[SUPPLIED MATERIAL]
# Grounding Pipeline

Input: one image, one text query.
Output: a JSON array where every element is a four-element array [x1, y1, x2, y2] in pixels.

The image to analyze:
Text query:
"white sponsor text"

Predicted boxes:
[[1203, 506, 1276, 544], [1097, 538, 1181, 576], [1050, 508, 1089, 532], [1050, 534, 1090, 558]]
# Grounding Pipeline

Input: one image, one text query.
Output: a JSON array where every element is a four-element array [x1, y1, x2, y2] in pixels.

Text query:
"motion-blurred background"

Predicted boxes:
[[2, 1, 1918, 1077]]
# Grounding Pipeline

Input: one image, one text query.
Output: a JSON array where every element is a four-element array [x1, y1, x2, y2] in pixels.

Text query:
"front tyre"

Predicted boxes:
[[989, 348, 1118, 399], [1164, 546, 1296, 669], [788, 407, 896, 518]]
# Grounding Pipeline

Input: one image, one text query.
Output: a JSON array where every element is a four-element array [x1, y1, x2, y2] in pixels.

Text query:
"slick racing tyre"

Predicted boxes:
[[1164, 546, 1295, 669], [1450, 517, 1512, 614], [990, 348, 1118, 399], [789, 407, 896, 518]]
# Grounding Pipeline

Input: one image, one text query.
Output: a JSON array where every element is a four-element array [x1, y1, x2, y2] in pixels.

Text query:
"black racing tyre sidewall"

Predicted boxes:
[/SUPPLIED MATERIAL]
**WORK TO BE COMPLETED:** All of the entries above should be written out verbatim.

**THE ANSWER:**
# Grounding Pipeline

Input: one image, one text query.
Output: a JSON array where every element is a four-element array [x1, y1, x2, y2] in pixels.

The image to analyze:
Text query:
"white sponsor text"

Predicted boxes:
[[1203, 506, 1276, 544], [1097, 538, 1181, 576], [1050, 508, 1089, 532], [1050, 534, 1090, 558]]
# Grounding Pipeline

Input: one image, one text query.
Output: a JSON array where every element is a four-element array [x1, y1, x2, y2] in pixels.

Text query:
"motion-blurred background"

Predicted boxes:
[[2, 1, 1918, 1077]]
# Grounding Pipeline

Input: one image, one text query.
Output: a JSON array where every element is a four-element array [x1, y1, x2, y2] in pixels.

Text query:
"front tyre"

Predicted boxes:
[[989, 348, 1118, 399], [1164, 546, 1296, 669], [788, 407, 896, 518]]
# Grounding Pipeline

Input: one image, one text query.
Output: a JSON array where every element is a four-element array [x1, y1, x2, y2] in pixels.

Text query:
"slick racing tyre"

Predicted boxes:
[[1164, 546, 1295, 669], [1450, 517, 1512, 614], [990, 348, 1118, 399], [789, 407, 896, 518]]
# Grounding Pipeline

Input: one image, one text query.
Output: a JSON array where every element is a four-element array [x1, y1, x2, y2] in pixels.

Text query:
"black racing tyre sidewall"

Predicted boxes:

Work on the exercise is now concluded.